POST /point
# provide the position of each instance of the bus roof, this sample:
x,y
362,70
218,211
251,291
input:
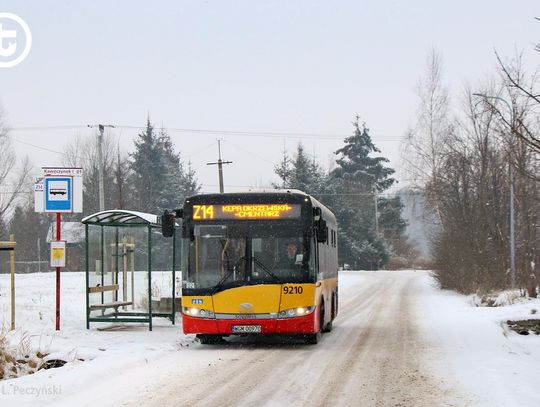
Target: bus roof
x,y
255,196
#####
**EXERCISE:** A word-for-word copy of every entry, with the pictures left out, is the required answer.

**RESPONSE TO THE EXERCISE:**
POST /point
# provide the position of each instance of the bus roof, this sample:
x,y
362,70
218,211
251,291
input:
Target: bus roof
x,y
255,196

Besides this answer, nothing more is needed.